[Point annotation records]

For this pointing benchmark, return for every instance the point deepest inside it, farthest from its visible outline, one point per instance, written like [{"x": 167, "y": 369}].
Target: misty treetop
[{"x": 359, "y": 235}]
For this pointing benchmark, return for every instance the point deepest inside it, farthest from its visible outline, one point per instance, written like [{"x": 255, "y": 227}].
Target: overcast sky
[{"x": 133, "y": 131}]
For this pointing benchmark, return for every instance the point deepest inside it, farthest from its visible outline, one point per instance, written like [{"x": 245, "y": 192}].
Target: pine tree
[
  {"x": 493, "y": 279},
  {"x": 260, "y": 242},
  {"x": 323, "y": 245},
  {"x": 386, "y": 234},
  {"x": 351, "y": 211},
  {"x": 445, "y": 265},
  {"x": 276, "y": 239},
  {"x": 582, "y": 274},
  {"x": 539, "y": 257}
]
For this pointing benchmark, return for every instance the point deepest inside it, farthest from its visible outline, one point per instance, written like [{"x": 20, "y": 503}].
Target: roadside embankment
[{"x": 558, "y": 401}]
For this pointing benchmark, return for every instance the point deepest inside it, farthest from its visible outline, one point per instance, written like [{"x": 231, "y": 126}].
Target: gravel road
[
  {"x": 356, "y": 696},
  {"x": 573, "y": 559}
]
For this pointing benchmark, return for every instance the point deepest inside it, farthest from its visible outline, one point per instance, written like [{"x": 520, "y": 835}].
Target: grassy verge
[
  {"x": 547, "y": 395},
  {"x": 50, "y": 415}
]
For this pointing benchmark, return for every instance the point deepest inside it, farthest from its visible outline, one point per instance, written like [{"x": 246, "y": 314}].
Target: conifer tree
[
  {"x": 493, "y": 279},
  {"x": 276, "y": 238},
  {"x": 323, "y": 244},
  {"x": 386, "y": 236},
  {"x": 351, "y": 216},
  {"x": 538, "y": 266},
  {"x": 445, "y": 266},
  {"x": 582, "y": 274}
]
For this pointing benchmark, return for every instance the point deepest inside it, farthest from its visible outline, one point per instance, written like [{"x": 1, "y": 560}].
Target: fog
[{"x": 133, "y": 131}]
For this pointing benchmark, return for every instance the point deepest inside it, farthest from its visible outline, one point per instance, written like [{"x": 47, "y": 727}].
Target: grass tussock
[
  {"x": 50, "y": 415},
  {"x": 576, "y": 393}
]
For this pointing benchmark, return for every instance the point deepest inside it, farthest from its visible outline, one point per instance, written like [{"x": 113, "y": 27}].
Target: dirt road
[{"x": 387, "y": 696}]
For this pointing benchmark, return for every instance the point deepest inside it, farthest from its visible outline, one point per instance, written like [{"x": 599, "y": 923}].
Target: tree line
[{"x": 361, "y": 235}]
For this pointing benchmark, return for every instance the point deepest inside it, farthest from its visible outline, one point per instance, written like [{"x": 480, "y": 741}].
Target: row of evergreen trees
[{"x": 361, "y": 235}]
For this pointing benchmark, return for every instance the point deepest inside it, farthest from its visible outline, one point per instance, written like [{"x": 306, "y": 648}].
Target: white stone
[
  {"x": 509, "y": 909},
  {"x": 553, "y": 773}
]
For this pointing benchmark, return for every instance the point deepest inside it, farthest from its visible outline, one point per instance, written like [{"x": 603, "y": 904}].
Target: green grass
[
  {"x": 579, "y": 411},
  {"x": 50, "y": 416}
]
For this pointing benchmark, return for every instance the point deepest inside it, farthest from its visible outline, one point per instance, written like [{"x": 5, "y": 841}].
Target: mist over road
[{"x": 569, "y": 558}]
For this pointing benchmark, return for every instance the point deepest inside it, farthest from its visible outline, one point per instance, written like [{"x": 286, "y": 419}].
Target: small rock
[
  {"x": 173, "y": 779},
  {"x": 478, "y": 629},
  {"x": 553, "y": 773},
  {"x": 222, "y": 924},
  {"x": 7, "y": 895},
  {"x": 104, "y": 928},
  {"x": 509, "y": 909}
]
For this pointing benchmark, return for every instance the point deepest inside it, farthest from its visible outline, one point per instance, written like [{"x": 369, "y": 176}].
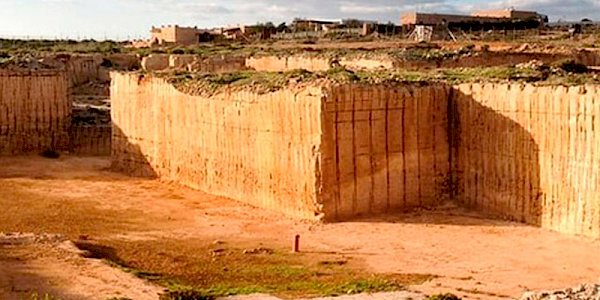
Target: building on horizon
[{"x": 479, "y": 17}]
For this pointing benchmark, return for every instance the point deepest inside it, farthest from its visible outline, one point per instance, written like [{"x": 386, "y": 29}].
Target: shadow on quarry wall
[
  {"x": 494, "y": 161},
  {"x": 127, "y": 157},
  {"x": 492, "y": 167}
]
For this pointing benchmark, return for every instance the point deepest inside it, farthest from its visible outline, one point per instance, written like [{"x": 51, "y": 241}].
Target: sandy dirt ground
[{"x": 474, "y": 257}]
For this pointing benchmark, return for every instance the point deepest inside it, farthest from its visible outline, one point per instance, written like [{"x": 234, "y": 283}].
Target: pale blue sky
[{"x": 121, "y": 19}]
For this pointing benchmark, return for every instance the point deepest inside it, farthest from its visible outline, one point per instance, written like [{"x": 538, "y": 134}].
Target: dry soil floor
[{"x": 80, "y": 198}]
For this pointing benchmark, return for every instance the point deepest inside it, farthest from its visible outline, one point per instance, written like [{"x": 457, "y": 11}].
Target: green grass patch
[{"x": 196, "y": 270}]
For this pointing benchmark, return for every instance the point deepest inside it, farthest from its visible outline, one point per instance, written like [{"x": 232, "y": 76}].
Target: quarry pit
[{"x": 432, "y": 182}]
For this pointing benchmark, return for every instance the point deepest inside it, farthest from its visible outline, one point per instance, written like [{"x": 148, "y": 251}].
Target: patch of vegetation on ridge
[{"x": 266, "y": 82}]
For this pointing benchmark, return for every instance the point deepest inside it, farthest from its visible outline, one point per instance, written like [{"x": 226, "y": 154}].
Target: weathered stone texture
[
  {"x": 259, "y": 149},
  {"x": 34, "y": 111},
  {"x": 385, "y": 149},
  {"x": 90, "y": 140},
  {"x": 531, "y": 153},
  {"x": 523, "y": 152}
]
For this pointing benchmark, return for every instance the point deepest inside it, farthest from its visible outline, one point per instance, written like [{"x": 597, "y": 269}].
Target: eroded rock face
[{"x": 582, "y": 292}]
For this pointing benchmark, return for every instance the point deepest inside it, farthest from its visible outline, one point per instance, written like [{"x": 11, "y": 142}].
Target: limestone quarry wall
[
  {"x": 530, "y": 153},
  {"x": 90, "y": 140},
  {"x": 333, "y": 153},
  {"x": 385, "y": 149},
  {"x": 34, "y": 111},
  {"x": 85, "y": 68},
  {"x": 259, "y": 149}
]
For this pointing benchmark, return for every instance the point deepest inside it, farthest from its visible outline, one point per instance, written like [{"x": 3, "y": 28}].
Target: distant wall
[
  {"x": 155, "y": 62},
  {"x": 84, "y": 68},
  {"x": 34, "y": 111},
  {"x": 530, "y": 153},
  {"x": 218, "y": 64},
  {"x": 385, "y": 149},
  {"x": 314, "y": 64}
]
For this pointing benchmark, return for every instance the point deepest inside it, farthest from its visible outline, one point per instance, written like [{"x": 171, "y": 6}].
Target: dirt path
[
  {"x": 50, "y": 265},
  {"x": 77, "y": 197}
]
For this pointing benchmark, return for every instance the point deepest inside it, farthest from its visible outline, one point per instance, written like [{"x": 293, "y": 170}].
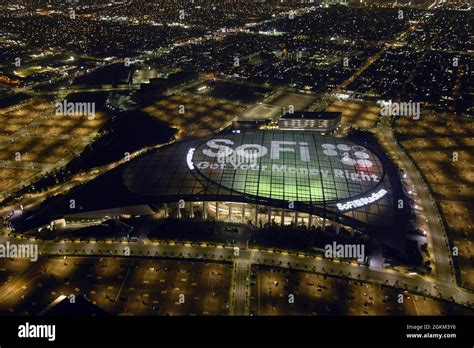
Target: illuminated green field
[{"x": 293, "y": 166}]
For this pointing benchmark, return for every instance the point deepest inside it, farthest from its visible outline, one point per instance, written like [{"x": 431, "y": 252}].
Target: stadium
[{"x": 263, "y": 178}]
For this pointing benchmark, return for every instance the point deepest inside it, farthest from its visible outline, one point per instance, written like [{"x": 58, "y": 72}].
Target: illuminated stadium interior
[{"x": 279, "y": 176}]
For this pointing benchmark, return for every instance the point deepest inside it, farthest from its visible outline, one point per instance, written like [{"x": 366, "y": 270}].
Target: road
[{"x": 414, "y": 283}]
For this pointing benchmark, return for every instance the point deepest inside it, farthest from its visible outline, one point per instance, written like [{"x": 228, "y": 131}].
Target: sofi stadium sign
[
  {"x": 222, "y": 155},
  {"x": 363, "y": 201}
]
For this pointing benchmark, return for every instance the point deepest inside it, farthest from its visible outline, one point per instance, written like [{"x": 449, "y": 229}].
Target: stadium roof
[{"x": 334, "y": 178}]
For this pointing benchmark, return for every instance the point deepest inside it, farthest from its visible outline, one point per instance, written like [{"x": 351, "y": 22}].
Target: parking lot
[
  {"x": 316, "y": 294},
  {"x": 120, "y": 286}
]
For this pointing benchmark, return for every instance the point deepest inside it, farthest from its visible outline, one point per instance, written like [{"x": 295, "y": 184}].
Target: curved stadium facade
[{"x": 261, "y": 178}]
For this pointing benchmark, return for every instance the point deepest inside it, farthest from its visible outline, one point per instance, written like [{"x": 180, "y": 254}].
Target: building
[
  {"x": 262, "y": 178},
  {"x": 316, "y": 121}
]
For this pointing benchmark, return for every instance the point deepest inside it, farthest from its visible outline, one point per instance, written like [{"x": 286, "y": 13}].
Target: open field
[
  {"x": 78, "y": 126},
  {"x": 459, "y": 216},
  {"x": 10, "y": 177},
  {"x": 261, "y": 112},
  {"x": 40, "y": 150},
  {"x": 299, "y": 101},
  {"x": 449, "y": 178},
  {"x": 432, "y": 125},
  {"x": 199, "y": 116},
  {"x": 33, "y": 139},
  {"x": 319, "y": 295},
  {"x": 356, "y": 114},
  {"x": 122, "y": 286},
  {"x": 443, "y": 148}
]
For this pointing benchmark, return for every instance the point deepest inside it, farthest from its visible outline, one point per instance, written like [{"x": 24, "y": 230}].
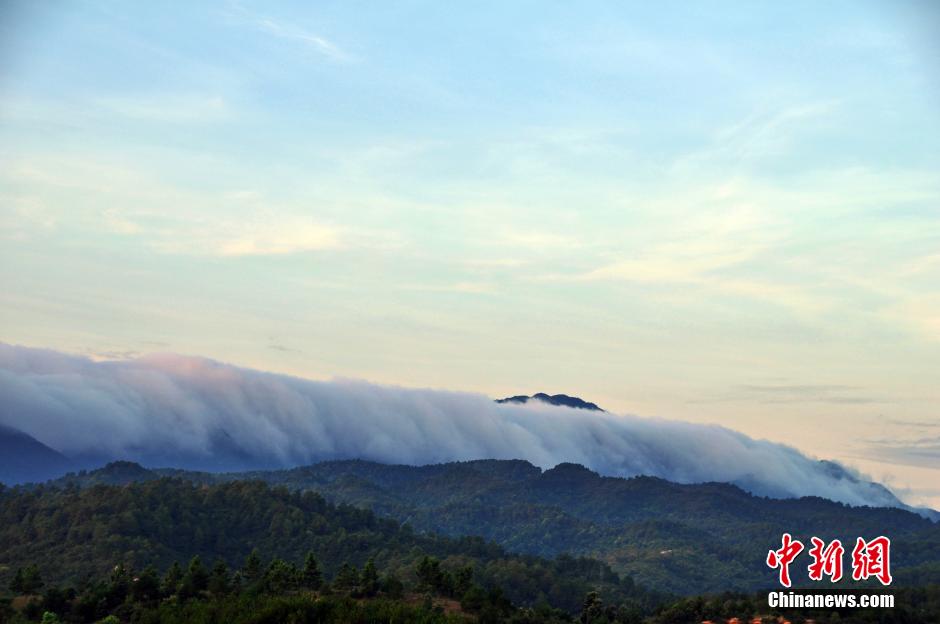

* **Work to be completed**: Pull out every line of the items above that contains the string "rock", treating uppercase and lowercase as different.

* **Answer in full**:
Target: small rock
Target: eroded rock face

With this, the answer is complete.